## Exercise requirements
Put every line of the records below into a JSON list of strings, one string per line, and leave out the blank lines.

## Exercise materials

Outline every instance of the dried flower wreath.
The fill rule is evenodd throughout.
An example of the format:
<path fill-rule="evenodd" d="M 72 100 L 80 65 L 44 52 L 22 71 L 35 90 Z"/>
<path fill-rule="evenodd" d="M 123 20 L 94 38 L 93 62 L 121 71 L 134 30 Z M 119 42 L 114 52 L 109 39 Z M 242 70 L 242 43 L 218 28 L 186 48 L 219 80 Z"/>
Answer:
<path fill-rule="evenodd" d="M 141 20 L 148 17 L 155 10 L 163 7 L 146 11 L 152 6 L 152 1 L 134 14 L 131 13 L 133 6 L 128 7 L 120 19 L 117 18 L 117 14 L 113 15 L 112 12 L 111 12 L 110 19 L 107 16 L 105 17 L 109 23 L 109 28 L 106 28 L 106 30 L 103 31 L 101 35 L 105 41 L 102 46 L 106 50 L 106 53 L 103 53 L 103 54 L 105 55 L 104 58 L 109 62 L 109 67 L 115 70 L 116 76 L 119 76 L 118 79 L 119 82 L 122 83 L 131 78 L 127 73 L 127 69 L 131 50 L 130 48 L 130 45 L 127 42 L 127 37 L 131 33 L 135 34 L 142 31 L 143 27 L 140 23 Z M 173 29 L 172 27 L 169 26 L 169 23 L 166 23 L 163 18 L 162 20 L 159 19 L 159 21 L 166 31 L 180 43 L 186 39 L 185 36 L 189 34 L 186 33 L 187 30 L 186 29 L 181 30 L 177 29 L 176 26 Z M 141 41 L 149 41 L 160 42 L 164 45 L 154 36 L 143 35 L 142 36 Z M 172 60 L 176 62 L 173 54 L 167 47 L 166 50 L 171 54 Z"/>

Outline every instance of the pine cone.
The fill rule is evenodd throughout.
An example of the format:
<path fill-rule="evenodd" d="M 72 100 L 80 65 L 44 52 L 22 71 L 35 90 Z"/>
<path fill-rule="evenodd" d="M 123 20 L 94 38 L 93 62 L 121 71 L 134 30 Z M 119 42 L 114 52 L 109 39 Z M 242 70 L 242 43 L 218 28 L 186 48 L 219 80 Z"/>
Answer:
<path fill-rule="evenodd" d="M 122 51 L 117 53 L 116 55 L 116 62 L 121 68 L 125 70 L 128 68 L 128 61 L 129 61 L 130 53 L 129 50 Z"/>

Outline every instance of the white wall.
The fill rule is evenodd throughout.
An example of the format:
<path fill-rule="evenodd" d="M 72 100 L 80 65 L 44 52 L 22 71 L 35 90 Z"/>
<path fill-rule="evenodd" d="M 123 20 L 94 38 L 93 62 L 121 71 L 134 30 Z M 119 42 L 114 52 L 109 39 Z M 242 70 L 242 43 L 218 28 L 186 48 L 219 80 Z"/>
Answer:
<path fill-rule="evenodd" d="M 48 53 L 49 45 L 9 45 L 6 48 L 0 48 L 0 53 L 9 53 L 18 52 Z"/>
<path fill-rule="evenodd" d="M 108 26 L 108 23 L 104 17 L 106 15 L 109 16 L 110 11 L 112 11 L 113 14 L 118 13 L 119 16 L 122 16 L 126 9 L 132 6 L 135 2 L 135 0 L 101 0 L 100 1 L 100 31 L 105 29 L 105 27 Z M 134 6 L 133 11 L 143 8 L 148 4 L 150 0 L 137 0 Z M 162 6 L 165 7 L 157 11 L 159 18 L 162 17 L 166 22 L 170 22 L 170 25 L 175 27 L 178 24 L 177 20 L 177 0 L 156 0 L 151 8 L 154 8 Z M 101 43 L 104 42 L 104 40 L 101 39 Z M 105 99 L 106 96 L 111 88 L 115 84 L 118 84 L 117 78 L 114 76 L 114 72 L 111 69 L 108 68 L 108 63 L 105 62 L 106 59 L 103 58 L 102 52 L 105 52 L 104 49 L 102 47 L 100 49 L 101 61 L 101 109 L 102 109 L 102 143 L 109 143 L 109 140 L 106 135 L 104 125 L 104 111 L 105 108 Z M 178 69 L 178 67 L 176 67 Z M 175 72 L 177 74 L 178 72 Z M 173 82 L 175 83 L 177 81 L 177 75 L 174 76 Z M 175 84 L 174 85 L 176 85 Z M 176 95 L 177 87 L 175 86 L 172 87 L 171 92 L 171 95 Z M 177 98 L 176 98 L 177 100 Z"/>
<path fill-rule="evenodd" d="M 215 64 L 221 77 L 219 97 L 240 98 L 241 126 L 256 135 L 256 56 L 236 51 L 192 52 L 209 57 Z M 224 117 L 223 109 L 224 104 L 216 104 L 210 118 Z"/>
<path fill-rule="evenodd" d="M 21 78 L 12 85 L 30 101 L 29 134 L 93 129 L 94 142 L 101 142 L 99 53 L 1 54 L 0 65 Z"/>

## The output
[
  "Outline every instance of the dried flower wreath.",
  "The fill rule is evenodd throughout.",
  "An example of the format:",
  "<path fill-rule=\"evenodd\" d=\"M 72 100 L 80 65 L 44 52 L 22 71 L 35 90 Z\"/>",
  "<path fill-rule=\"evenodd\" d=\"M 123 20 L 94 38 L 93 62 L 121 71 L 134 30 Z M 119 42 L 114 52 L 109 39 Z M 242 70 L 242 43 L 218 28 L 186 48 L 219 80 Z\"/>",
  "Answer:",
  "<path fill-rule=\"evenodd\" d=\"M 141 20 L 148 17 L 155 10 L 163 7 L 146 11 L 152 6 L 152 1 L 134 14 L 131 13 L 133 6 L 128 7 L 120 19 L 117 18 L 117 14 L 113 15 L 112 12 L 111 12 L 110 19 L 107 16 L 105 17 L 109 23 L 109 28 L 106 28 L 106 30 L 103 31 L 101 35 L 105 41 L 102 46 L 106 50 L 106 53 L 103 53 L 103 54 L 105 55 L 104 58 L 109 62 L 109 67 L 115 70 L 116 76 L 119 76 L 118 79 L 119 82 L 122 83 L 131 78 L 127 73 L 127 69 L 131 50 L 130 48 L 130 45 L 127 42 L 127 37 L 131 33 L 135 34 L 142 31 L 143 27 L 140 23 Z M 173 29 L 172 27 L 169 26 L 169 23 L 166 23 L 163 18 L 162 20 L 159 19 L 159 21 L 166 31 L 180 43 L 186 39 L 185 36 L 189 34 L 186 33 L 187 30 L 186 29 L 181 30 L 177 29 L 176 26 Z M 141 41 L 149 41 L 160 42 L 164 45 L 154 36 L 143 35 L 142 36 Z M 172 60 L 176 62 L 173 54 L 167 47 L 166 50 L 171 54 Z\"/>",
  "Outline every instance of the pine cone.",
  "The fill rule is evenodd throughout.",
  "An example of the format:",
  "<path fill-rule=\"evenodd\" d=\"M 72 100 L 80 65 L 44 52 L 22 71 L 35 90 Z\"/>",
  "<path fill-rule=\"evenodd\" d=\"M 123 20 L 94 38 L 93 62 L 121 71 L 134 30 Z M 119 42 L 114 52 L 109 39 Z M 242 70 L 242 43 L 218 28 L 186 48 L 219 80 Z\"/>",
  "Answer:",
  "<path fill-rule=\"evenodd\" d=\"M 122 51 L 117 53 L 116 55 L 116 62 L 121 68 L 125 70 L 128 68 L 128 61 L 129 61 L 130 53 L 129 50 Z\"/>",
  "Outline every instance of the white wall.",
  "The fill rule is evenodd throughout.",
  "An example of the format:",
  "<path fill-rule=\"evenodd\" d=\"M 72 100 L 80 65 L 44 52 L 22 71 L 35 90 Z\"/>",
  "<path fill-rule=\"evenodd\" d=\"M 123 20 L 94 38 L 93 62 L 121 71 L 134 30 Z M 119 42 L 114 52 L 109 39 Z M 242 70 L 242 43 L 218 28 L 186 48 L 219 80 Z\"/>",
  "Answer:",
  "<path fill-rule=\"evenodd\" d=\"M 48 53 L 49 45 L 9 45 L 6 48 L 0 48 L 0 53 L 9 53 L 18 52 Z\"/>",
  "<path fill-rule=\"evenodd\" d=\"M 108 26 L 108 23 L 104 17 L 106 15 L 109 16 L 110 11 L 112 11 L 113 14 L 118 13 L 119 16 L 122 16 L 126 9 L 132 6 L 135 2 L 135 0 L 101 0 L 100 1 L 100 31 L 105 29 L 105 27 Z M 134 6 L 133 11 L 143 8 L 148 4 L 150 0 L 137 0 Z M 162 6 L 165 7 L 157 11 L 159 18 L 162 17 L 166 22 L 170 22 L 170 25 L 175 27 L 178 24 L 177 20 L 177 0 L 156 0 L 151 8 L 154 8 Z M 101 43 L 104 42 L 104 40 L 101 39 Z M 105 99 L 106 96 L 111 88 L 115 84 L 118 84 L 117 78 L 114 76 L 114 72 L 111 69 L 108 68 L 108 63 L 105 62 L 106 59 L 103 58 L 102 52 L 105 52 L 104 49 L 102 47 L 100 49 L 101 61 L 101 109 L 102 109 L 102 143 L 109 143 L 109 140 L 106 135 L 104 125 L 104 111 L 105 108 Z M 178 69 L 178 67 L 176 67 Z M 175 72 L 177 74 L 178 72 Z M 173 82 L 175 83 L 177 81 L 177 75 L 174 76 Z M 175 84 L 174 85 L 176 85 Z M 176 95 L 177 87 L 175 86 L 172 87 L 171 92 L 171 95 Z M 177 98 L 176 98 L 177 100 Z\"/>",
  "<path fill-rule=\"evenodd\" d=\"M 215 64 L 221 77 L 219 97 L 240 98 L 241 126 L 256 135 L 256 56 L 236 51 L 192 52 L 209 57 Z M 224 117 L 223 109 L 224 104 L 216 104 L 210 118 Z\"/>",
  "<path fill-rule=\"evenodd\" d=\"M 21 78 L 12 85 L 30 101 L 29 134 L 93 129 L 94 142 L 101 142 L 99 53 L 1 54 L 0 65 Z\"/>"
]